WHAT YOU ARE ASKED TO DO:
Please put the lines below into a two-column CSV with the header text,pins, starting at the line containing "of the broad" and running through the end of the lines. Give one row per line and its pins, with each value in a single quoted field and any line breaks replaced by spaces.

--------

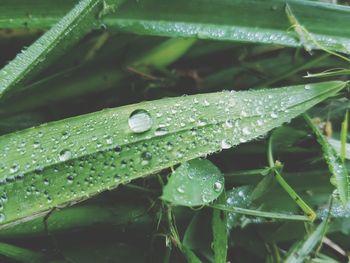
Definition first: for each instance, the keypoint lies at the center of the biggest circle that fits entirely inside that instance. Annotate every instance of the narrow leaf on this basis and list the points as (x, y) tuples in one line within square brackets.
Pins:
[(22, 254), (343, 136), (220, 237), (194, 183), (334, 162), (80, 20), (67, 161), (243, 21)]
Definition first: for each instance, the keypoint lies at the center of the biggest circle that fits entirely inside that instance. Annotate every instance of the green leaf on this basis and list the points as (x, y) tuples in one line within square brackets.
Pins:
[(302, 249), (220, 235), (335, 165), (237, 197), (67, 161), (244, 21), (22, 254), (80, 20), (194, 183), (343, 136)]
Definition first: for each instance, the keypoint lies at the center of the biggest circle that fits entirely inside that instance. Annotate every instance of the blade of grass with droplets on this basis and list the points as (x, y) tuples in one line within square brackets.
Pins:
[(194, 183), (343, 136), (220, 234), (279, 178), (248, 21), (73, 26), (64, 162), (88, 79), (302, 249), (335, 165)]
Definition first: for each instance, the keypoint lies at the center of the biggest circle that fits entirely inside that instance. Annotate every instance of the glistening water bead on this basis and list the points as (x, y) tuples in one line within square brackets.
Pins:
[(140, 121)]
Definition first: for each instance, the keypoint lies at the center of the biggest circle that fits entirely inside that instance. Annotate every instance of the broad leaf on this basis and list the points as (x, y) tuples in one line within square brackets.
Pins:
[(194, 183), (64, 162), (248, 21)]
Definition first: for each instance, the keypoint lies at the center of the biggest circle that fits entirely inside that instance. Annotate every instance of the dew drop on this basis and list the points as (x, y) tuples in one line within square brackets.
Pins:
[(2, 217), (64, 155), (274, 115), (140, 121), (180, 189), (14, 168), (161, 131), (225, 144), (246, 131), (217, 186)]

--------

RESULT FOR THIS TASK:
text,pins
"Definition first: for each instance, the keypoint lies at the center of the biggest circle that fits entirely inside that instance. Annotate every instance of the broad leaf on this basis and list the points as (x, y) tuples in one line within square brackets. Pins:","[(194, 183), (64, 162), (248, 21)]"
"Definition first: for each instance, the keypoint lies at the center of the biggest circle that fits entirely inside that instance. Annotate every instance of the dew drop on this basis and list the points as (x, y) tuples in one line within square brackets. Pins:","[(2, 217), (64, 155), (274, 115), (140, 121), (180, 189), (14, 168), (161, 131), (225, 144), (246, 131), (217, 186)]"